- [Your goal]: Reproduce the article below about the Special Olympics funding reversal, word for word and in full.

- [Page extract]:
— BEGIN —

Why the Reversal on Cuts to the Special Olympics is Not Enough

A few weeks ago, the Trump administration, under the leadership of Secretary of Education Betsy DeVos, proposed cutting funding for the Special Olympics. 

It created a huge uproar among Republicans and Democrats alike. Even allies of the president slammed the move.[1] Thankfully, activism worked, and Trump said that he will keep the Special Olympics funded.[2]

The temptation for some of us, since then, is to maybe do a victory lap because Special Olympics funding was kept. However, such cuts are not even close to enough reason for people to breathe a sigh of relief when it comes to this administration’s handling of issues with regard to people with disabilities. Here are a few reasons why I argue that:

  1. Various facets of special education funding have still been cut in the proposed Trump budget. Education Week, which is often considered to be an important source on the education system in America, argued that there was some misinformation regarding the proposed Trump budget, and mentioned the significant cuts of funding for special needs students—a $7 million cut (from $77 million to $70 million) for the National Technical Institute for the Deaf, a $13 million cut (from $134 million to $121 million) for Gallaudet University (a federally-chartered private university for the deaf and hard-of-hearing in Washington, DC), and a $5 million cut to the American Printing House for the Blind (from $30 million to $25 million), among others.[3] Education Week offered the consolation that these cuts are unlikely to pass with Democrats in control of the House of Representatives, but it’s still a terrifying thought for advocates of people with disabilities that such deep cuts are even up for consideration in the first place.
  2. The entire Affordable Care Act (ACA), including the provision on preexisting conditions, continues to be a target for repeal among some. Regardless of whether you like the ACA or not, the provision within the act not to allow the denial of health care coverage based on a preexisting condition was important for people who may’ve been denied because of a condition in the past. While I understand the arguments for and against the ACA, removing the provision on preexisting conditions would be nothing short of catastrophic for people who have a disability, and for other people who have any other kind of preexisting condition.

— END —

- [Entries provided]:

— BEGIN —

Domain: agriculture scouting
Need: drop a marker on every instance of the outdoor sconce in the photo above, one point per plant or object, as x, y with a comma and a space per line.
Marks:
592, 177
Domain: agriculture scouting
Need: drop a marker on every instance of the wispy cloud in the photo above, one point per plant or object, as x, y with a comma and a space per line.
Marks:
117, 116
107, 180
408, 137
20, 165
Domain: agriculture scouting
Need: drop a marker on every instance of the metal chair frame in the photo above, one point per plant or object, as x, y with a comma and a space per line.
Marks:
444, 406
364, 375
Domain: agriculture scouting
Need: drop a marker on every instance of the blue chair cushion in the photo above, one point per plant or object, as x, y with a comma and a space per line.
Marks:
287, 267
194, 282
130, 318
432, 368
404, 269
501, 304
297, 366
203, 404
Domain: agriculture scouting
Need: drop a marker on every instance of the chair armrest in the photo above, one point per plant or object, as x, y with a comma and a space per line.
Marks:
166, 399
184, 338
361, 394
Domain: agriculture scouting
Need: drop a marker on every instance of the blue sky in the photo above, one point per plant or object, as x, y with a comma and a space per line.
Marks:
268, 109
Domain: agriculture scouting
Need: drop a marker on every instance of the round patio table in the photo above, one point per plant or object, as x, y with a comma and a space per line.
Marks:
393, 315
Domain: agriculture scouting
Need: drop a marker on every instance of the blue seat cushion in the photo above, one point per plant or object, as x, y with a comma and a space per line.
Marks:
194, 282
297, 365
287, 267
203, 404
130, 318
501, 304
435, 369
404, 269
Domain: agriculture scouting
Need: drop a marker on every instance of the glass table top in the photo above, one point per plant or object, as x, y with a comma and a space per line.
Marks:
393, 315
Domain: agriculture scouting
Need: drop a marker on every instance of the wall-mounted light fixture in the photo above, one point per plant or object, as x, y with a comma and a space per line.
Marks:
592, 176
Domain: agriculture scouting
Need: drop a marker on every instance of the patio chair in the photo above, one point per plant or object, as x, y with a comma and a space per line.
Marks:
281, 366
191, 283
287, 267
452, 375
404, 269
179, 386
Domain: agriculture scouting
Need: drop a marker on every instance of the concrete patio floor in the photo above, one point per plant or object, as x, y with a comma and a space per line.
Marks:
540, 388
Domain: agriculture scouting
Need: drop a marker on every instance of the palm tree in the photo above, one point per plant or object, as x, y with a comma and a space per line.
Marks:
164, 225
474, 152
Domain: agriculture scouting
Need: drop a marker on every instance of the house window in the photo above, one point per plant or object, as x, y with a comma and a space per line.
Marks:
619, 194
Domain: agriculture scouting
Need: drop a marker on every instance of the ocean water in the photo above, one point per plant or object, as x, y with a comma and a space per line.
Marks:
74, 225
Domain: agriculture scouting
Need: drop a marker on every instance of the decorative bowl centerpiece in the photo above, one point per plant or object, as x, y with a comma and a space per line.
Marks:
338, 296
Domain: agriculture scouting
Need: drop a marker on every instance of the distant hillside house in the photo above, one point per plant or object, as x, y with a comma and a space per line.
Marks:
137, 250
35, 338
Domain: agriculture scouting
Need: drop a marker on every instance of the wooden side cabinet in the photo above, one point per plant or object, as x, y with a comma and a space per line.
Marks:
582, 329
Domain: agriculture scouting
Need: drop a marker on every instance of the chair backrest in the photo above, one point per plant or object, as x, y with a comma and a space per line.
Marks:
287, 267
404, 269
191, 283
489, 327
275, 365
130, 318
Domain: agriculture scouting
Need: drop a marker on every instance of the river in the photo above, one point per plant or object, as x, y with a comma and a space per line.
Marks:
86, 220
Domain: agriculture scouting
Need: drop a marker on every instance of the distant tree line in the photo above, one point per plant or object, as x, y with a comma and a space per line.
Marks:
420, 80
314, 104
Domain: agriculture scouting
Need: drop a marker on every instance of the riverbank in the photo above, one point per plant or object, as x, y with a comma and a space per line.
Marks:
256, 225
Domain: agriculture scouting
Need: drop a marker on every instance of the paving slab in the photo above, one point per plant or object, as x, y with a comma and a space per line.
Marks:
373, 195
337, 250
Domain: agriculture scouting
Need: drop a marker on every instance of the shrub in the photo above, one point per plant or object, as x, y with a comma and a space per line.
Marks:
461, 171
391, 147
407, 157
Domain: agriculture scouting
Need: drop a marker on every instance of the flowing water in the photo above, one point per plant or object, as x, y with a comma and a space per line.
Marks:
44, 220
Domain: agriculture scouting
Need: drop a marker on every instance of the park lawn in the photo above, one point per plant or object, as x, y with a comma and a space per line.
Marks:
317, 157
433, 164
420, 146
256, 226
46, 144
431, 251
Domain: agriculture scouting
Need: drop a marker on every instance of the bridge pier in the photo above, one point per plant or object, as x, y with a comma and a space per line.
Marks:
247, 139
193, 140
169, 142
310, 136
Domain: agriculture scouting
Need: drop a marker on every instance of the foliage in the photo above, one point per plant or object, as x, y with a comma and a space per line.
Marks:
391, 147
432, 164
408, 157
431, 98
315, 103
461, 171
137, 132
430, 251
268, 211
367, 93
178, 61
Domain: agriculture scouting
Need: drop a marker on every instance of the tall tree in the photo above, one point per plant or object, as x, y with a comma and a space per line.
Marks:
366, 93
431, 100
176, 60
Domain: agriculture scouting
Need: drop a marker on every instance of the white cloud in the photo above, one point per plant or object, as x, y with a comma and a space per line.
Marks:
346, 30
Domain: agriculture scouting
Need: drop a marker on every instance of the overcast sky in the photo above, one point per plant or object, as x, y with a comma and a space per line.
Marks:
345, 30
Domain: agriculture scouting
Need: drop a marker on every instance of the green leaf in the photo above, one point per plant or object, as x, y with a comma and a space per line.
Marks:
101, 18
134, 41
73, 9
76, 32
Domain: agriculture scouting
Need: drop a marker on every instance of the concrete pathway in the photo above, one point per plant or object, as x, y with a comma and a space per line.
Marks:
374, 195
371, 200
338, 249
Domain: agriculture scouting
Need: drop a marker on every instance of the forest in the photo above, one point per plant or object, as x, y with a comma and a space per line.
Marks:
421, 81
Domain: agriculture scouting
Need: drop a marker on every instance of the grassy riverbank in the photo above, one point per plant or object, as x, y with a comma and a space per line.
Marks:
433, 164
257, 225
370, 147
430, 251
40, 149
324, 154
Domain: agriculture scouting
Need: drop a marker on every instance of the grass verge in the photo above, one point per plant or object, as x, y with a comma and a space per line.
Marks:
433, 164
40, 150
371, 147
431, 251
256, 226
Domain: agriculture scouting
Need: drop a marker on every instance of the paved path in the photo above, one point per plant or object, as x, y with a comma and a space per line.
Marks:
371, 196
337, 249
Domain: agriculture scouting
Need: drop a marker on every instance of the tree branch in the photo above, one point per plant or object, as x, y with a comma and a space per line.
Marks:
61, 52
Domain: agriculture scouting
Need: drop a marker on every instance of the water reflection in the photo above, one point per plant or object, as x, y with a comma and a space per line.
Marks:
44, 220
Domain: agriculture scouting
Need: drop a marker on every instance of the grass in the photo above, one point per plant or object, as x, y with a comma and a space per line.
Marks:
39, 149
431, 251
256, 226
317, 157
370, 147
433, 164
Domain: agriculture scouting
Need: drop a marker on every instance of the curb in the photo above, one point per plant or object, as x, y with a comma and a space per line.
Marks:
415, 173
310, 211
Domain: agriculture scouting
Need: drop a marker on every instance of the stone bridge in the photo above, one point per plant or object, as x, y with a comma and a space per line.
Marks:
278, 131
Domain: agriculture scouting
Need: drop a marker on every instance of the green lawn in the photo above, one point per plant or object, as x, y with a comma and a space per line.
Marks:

— END —

- [Exercise result]:
Why the Reversal on Cuts to the Special Olympics is Not Enough

A few weeks ago, the Trump administration, under the leadership of Secretary of Education Betsy DeVos, proposed cutting funding for the Special Olympics. 

It created a huge uproar among Republicans and Democrats alike. Even allies of the president slammed the move.[1] Thankfully, activism worked, and Trump said that he will keep the Special Olympics funded.[2]

The temptation for some of us, since then, is to maybe do a victory lap because Special Olympics funding was kept. However, such cuts are not even close to enough reason for people to breathe a sigh of relief when it comes to this administration’s handling of issues with regard to people with disabilities. Here are a few reasons why I argue that:

  1. Various facets of special education funding have still been cut in the proposed Trump budget. Education Week, which is often considered to be an important source on the education system in America, argued that there was some misinformation regarding the proposed Trump budget, and mentioned the significant cuts of funding for special needs students—a $7 million cut (from $77 million to $70 million) for the National Technical Institute for the Deaf, a $13 million cut (from $134 million to $121 million) for Gallaudet University (a federally-chartered private university for the deaf and hard-of-hearing in Washington, DC), and a $5 million cut to the American Printing House for the Blind (from $30 million to $25 million), among others.[3] Education Week offered the consolation that these cuts are unlikely to pass with Democrats in control of the House of Representatives, but it’s still a terrifying thought for advocates of people with disabilities that such deep cuts are even up for consideration in the first place.
  2. The entire Affordable Care Act (ACA), including the provision on preexisting conditions, continues to be a target for repeal among some. Regardless of whether you like the ACA or not, the provision within the act not to allow the denial of health care coverage based on a preexisting condition was important for people who may’ve been denied because of a condition in the past. While I understand the arguments for and against the ACA, removing the provision on preexisting conditions would be nothing short of catastrophic for people who have a disability, and for other people who have any other kind of preexisting condition.